■ **DIRECTIONS**
Identify every line in the listing below that contains the string "coat", and copy each such line in full. Case is significant.

■ **MATERIAL SHOWN**
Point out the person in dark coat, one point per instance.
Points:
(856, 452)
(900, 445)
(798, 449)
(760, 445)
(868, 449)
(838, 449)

■ **ANSWER BELOW**
Point out the person in dark coat, one point per instance.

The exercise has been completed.